Part C: The Effect of Temperature on Enzyme Activity
The goal of this part of our experiment was to determine what effect temperature change had on the production of oxygen during an enzymatic reaction. Our first step was to set up our experiment in the same way as our control; however, our variable would lie in the temperature of the tub of water our enzymatic reaction would be taking place in. This temperature in the tub of water varied among 8 degrees Celsius, 23 degrees Celsius, 37 degrees Celsius, and 100 degrees Celsius. For each temperature we measured the enzymatic reaction rate in 30-second intervals for a period of five minutes.

We concluded that our “slowest” rate of reaction was at 100 degrees Celsius as, at this temperature, the enzyme denatured, unfolded. Our second slowest rate of reaction was at 8 degrees Celsius, with 23 degrees Celsius being the second fastest, and 37 degrees being the fastest. The reason why there is an increased rate of oxygen production seen from 8 degrees to 37 degrees is because as temperature increases, collisions are between enzyme and substrate are more frequent, thus more product is being produced. There are lower at 8 degrees Celsius due to fewer collisions between enzyme and substrate occurring, thus less product being produced. One may then question why 100 degrees Celsius does not have a higher rate of reaction than 37 degrees Celsius. The reason for this is that the optimal temperature of the enzyme we used in this experiment, yeast (catalase), has an optimal temperature below 100 degrees Celsius, meaning that at a certain temperature yeast begins to denature due to increasing temperature.

Our control shows that at room temperature, 23 degrees Celsius yeast (catalase) can function properly and sufficiently breakdown substrate, while at 37 degrees Celsius the initial rate of reaction is faster than the reaction at room temperature, but the rate slows down sooner over time. The reason yeast’s optimal temperature is lower than 100 degrees Celsius is due to the environment it normally operates in. Some enzymes have a higher optimal temperature due to their natural environment. This temperature is all based upon where that enzyme will function most productively.
As seen in our graphical analysis, the temperature with the fastest rate of reaction was at 37 degrees Celsius, the second being at 23 degrees Celsius, the third being at 8 degrees Celsius, and the fourth being at 100 degrees Celsius. Refer back to the section on the theory behind this for an in-depth explanation of this trend.

→ **Study material**:

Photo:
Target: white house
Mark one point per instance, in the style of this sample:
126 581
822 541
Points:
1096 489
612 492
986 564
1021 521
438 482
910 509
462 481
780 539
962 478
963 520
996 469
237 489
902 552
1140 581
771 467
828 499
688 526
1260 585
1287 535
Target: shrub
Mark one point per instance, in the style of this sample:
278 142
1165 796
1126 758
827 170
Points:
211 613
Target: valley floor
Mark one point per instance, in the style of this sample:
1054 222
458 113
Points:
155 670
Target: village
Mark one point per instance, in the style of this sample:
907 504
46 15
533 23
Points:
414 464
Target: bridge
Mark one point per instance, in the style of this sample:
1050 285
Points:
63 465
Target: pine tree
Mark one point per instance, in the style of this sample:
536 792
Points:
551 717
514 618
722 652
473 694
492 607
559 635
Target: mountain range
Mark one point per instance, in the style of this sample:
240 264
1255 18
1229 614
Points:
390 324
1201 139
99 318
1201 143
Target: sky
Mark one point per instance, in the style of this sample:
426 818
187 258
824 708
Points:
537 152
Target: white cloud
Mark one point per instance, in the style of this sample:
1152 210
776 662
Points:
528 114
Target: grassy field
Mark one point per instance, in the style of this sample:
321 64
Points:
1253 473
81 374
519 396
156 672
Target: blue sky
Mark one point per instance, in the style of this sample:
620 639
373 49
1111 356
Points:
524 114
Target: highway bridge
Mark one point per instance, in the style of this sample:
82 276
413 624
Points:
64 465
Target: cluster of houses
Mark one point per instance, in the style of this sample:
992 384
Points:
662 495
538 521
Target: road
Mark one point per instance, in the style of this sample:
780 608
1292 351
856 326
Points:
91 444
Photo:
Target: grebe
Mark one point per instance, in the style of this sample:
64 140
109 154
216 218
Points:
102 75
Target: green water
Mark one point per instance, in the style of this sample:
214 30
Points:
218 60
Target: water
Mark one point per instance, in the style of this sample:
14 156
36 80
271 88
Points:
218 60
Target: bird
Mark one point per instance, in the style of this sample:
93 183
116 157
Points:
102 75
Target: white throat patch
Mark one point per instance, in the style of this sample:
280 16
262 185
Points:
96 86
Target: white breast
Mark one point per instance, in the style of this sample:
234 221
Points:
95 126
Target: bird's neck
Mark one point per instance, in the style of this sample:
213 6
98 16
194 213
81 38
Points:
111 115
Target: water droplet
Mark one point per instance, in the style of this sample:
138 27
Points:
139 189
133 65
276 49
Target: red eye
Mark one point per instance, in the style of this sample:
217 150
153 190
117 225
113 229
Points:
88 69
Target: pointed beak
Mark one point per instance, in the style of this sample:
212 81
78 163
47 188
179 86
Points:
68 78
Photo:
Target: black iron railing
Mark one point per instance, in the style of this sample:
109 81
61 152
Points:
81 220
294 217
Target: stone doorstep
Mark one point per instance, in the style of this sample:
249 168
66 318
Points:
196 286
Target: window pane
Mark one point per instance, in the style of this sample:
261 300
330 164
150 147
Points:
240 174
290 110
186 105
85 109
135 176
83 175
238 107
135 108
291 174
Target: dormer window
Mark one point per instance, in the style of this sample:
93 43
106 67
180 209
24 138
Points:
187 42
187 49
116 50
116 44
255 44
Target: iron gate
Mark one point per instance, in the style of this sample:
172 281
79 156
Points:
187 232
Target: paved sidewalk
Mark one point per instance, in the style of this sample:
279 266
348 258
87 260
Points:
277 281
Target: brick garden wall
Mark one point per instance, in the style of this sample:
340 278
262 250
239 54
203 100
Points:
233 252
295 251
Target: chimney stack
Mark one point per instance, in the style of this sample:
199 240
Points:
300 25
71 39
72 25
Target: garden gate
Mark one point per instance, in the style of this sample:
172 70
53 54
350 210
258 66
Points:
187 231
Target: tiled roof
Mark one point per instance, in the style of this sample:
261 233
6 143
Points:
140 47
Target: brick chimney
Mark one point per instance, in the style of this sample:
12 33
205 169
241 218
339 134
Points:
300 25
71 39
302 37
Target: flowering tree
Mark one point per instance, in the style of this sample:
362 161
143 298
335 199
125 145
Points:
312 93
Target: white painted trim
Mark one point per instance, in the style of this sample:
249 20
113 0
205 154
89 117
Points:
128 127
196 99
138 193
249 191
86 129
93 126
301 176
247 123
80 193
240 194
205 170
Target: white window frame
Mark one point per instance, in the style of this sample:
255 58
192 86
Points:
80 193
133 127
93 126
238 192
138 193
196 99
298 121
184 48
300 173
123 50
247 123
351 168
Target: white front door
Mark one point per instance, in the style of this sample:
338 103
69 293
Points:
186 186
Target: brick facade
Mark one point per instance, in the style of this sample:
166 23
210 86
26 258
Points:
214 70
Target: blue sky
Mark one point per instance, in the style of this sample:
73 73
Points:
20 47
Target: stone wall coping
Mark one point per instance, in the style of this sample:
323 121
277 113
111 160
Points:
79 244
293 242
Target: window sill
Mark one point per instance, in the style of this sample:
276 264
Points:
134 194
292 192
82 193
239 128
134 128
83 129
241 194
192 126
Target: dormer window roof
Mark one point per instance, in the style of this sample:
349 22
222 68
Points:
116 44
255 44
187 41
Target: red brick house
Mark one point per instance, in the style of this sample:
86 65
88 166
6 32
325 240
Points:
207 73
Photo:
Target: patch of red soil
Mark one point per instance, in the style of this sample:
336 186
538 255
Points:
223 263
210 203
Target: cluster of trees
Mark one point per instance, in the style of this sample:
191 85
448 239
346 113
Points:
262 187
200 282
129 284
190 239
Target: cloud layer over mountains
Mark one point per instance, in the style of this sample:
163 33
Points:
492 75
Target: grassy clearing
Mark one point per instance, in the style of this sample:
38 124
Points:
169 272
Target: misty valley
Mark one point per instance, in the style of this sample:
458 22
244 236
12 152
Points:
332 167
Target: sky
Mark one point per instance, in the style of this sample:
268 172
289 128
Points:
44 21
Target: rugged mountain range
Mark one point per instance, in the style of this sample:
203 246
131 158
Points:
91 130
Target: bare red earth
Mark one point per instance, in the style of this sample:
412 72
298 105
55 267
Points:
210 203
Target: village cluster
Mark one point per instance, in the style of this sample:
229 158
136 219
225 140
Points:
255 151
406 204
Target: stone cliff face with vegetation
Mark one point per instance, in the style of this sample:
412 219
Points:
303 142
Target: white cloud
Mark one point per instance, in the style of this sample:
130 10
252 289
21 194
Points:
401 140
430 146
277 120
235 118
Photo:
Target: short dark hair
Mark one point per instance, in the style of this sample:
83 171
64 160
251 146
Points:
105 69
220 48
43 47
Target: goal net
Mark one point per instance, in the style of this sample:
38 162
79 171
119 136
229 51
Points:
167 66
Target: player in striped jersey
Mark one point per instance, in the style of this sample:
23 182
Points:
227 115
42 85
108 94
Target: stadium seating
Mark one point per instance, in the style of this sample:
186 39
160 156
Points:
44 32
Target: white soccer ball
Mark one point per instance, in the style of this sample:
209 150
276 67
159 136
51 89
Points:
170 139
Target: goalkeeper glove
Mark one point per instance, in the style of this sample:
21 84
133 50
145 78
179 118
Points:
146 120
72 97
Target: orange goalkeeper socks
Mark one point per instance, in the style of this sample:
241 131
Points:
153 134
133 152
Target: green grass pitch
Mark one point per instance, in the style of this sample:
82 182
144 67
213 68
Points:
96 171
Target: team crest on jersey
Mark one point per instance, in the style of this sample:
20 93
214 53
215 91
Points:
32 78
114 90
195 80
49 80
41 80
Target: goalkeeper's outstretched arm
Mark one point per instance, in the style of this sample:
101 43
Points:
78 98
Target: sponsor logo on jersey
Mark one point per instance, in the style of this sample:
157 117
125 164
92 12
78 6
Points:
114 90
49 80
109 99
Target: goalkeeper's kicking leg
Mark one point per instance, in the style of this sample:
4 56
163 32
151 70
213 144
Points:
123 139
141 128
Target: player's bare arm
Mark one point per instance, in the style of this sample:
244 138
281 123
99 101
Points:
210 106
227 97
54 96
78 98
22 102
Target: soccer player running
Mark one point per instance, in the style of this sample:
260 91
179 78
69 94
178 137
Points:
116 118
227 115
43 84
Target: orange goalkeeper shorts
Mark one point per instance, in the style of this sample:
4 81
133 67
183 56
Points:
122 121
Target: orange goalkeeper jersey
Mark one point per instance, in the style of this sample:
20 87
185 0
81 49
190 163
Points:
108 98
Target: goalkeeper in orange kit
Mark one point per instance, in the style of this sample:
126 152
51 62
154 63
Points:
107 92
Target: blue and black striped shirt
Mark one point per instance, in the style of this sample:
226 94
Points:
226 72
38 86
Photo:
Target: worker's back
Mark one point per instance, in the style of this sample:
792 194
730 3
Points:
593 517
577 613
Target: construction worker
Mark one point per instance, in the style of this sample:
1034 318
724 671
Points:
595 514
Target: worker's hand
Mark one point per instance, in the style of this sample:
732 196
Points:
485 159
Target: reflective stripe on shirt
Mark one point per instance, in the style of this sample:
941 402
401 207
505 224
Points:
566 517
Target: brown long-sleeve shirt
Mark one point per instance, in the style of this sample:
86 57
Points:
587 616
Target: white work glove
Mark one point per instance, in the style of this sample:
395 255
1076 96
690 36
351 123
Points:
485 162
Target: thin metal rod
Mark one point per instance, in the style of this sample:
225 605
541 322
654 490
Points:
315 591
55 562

→ **List of tasks**:
1 – In the temperature and enzyme activity text, rewrite the stretch from "Our control shows" through "function most productively.", changing "room temperature" to "ambient temperature".
2 – Answer these questions about the temperature and enzyme activity text:
(a) What four water temperatures were tested?
(b) How often, and over what total period, was the reaction rate measured at each temperature?
(c) What enzyme was used in the experiment?

→ **Answers to this exercise**:
1 –
Our control shows that at ambient temperature, 23 degrees Celsius yeast (catalase) can function properly and sufficiently breakdown substrate, while at 37 degrees Celsius the initial rate of reaction is faster than the reaction at ambient temperature, but the rate slows down sooner over time. The reason yeast’s optimal temperature is lower than 100 degrees Celsius is due to the environment it normally operates in. Some enzymes have a higher optimal temperature due to their natural environment. This temperature is all based upon where that enzyme will function most productively.

2 –
(a) 8, 23, 37, and 100 degrees Celsius.
(b) Every 30 seconds, for five minutes.
(c) Yeast (catalase).